Dataset entries about object locations:
• • • • • • •
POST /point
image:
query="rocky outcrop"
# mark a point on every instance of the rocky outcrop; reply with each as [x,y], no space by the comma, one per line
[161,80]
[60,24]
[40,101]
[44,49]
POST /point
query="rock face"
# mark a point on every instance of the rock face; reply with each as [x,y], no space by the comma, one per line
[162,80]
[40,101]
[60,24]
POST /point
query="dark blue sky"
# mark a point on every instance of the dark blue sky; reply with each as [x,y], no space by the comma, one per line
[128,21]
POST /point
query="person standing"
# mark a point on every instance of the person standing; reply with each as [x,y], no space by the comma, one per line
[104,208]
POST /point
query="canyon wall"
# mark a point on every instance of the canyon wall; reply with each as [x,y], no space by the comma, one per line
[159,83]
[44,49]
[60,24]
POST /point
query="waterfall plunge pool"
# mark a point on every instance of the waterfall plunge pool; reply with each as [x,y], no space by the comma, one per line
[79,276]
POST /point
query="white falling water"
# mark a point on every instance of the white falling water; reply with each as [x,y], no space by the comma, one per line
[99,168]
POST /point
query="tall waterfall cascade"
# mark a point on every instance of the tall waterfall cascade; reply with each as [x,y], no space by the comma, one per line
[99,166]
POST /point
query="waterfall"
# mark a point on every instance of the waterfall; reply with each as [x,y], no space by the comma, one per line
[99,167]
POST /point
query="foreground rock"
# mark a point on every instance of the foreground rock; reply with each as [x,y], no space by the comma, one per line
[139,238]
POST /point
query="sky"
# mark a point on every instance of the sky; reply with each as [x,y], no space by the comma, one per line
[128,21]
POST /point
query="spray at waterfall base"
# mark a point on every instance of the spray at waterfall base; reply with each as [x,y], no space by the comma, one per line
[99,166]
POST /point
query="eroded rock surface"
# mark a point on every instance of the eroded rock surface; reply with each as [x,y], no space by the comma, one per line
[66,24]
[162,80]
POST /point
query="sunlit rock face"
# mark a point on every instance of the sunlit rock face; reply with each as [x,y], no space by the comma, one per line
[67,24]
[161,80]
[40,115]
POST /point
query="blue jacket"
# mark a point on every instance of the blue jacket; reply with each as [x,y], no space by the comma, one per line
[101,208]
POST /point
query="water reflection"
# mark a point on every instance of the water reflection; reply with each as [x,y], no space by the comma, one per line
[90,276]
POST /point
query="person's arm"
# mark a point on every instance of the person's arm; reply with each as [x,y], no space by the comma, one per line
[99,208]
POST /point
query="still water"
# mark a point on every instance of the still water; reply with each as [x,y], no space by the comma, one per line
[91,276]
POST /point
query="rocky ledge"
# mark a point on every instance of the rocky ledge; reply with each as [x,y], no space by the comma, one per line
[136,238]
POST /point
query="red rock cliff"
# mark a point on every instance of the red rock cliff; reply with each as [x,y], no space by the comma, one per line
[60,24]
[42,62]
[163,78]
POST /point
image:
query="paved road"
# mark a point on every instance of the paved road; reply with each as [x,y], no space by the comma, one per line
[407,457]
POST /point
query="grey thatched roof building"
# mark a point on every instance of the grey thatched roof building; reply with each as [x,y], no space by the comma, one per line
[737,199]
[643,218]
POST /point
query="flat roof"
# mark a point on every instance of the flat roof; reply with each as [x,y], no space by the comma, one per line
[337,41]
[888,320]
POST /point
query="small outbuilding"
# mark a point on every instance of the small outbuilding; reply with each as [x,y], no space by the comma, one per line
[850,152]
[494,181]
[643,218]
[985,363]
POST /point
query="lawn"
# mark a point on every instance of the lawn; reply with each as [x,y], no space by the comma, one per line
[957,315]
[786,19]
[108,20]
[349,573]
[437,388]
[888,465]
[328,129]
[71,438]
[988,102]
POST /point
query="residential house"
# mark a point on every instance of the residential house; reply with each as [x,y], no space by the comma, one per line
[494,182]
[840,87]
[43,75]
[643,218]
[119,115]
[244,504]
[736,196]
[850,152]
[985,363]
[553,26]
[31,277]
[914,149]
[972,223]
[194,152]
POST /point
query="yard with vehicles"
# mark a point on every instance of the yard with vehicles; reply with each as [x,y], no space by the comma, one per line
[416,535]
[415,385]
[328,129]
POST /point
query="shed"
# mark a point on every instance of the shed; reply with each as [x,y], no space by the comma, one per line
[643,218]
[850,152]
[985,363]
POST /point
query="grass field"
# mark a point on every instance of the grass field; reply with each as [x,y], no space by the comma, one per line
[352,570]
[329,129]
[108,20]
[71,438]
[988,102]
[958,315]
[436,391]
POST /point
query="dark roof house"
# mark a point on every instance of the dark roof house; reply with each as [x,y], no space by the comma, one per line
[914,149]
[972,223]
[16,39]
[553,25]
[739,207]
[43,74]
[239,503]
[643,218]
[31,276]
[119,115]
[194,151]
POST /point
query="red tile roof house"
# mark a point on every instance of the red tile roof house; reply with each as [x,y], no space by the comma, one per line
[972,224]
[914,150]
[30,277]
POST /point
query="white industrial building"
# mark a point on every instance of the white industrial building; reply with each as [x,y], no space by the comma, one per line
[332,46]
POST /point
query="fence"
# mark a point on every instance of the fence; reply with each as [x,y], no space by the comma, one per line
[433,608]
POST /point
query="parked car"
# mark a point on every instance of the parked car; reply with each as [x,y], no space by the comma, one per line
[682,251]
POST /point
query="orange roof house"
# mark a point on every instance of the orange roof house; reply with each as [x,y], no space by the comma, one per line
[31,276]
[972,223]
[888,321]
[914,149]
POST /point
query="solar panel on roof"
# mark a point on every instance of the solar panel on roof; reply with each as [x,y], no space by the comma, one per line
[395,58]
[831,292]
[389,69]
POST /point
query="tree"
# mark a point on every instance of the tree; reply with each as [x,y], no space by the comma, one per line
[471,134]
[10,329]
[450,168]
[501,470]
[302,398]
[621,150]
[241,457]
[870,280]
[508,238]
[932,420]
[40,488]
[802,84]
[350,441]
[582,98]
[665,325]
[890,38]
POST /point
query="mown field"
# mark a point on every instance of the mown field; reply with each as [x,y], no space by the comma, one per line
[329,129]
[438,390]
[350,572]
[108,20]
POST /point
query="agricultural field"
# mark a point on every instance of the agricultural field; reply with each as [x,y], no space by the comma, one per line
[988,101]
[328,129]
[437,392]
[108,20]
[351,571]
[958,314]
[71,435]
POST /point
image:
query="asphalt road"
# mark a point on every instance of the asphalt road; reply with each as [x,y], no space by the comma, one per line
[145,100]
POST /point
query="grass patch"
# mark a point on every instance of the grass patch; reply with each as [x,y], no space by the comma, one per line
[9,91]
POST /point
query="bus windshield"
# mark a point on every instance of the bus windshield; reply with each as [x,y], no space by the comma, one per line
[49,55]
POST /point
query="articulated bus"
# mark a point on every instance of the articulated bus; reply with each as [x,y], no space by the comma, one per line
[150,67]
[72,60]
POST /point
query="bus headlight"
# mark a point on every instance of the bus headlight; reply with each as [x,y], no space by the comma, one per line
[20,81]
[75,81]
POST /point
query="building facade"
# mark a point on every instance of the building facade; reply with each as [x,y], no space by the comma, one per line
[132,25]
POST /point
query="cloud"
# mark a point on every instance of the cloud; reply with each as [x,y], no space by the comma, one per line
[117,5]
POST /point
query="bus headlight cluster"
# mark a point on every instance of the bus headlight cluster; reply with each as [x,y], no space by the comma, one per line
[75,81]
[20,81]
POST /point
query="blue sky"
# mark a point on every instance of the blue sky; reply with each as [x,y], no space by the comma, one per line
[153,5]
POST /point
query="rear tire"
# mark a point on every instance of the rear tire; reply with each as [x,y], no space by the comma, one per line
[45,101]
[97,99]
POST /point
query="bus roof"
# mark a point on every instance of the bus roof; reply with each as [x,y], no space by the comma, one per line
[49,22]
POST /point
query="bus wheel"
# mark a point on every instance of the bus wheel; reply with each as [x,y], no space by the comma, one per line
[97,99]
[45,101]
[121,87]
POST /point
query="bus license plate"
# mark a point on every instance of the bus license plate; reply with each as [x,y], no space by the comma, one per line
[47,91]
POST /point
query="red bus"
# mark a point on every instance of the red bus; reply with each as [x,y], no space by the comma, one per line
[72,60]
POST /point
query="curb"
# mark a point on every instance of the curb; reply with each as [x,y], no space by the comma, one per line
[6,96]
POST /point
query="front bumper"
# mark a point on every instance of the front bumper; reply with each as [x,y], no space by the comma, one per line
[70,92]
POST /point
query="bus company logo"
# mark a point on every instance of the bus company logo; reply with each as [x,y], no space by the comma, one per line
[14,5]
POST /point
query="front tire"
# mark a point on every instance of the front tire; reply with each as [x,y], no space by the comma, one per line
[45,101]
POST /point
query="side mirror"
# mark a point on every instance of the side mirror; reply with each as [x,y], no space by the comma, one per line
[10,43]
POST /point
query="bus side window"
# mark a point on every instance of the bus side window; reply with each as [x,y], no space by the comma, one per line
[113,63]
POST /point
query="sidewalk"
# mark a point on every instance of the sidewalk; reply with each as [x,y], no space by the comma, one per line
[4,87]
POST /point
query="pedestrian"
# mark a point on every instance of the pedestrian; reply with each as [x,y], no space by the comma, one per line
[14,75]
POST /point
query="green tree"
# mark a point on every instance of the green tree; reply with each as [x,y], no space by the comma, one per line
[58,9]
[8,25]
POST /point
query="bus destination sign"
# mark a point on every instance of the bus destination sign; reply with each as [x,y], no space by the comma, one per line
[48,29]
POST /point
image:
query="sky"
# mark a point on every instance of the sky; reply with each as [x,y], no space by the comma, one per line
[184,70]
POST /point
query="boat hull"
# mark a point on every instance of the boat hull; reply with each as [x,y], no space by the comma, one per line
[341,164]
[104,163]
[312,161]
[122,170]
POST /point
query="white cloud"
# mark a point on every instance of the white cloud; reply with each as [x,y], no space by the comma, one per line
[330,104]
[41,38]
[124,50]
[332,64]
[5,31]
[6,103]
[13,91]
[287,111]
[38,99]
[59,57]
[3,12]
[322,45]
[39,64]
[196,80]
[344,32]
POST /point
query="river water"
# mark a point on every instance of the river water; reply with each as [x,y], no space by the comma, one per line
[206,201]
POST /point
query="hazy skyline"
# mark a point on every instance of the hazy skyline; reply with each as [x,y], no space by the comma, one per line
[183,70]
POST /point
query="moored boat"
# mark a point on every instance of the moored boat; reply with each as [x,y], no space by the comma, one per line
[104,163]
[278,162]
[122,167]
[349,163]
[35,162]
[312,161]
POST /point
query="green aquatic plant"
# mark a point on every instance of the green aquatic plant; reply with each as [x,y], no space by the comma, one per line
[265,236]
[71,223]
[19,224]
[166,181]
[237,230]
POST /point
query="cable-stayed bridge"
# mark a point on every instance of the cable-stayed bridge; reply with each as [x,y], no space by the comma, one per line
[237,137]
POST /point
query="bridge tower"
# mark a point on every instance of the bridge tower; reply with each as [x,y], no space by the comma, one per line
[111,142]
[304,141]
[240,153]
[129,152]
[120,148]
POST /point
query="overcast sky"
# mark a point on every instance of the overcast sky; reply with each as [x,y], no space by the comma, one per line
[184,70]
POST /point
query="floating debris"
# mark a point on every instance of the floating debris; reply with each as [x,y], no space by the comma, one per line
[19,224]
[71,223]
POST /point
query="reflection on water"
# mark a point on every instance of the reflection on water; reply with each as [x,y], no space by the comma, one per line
• • • • • • •
Given instruction
Pull out each line of the entries above that contains the string "cloud", treating uppercase and lowercase as different.

Output for this task
query="cloud"
# mark a point on every instance of the cloud; reply with each as [x,y], no space by the comma, one per line
query="white cloud"
# mark a point on every instance of the white cloud; reply with each as [x,y], no space by the comma, one per line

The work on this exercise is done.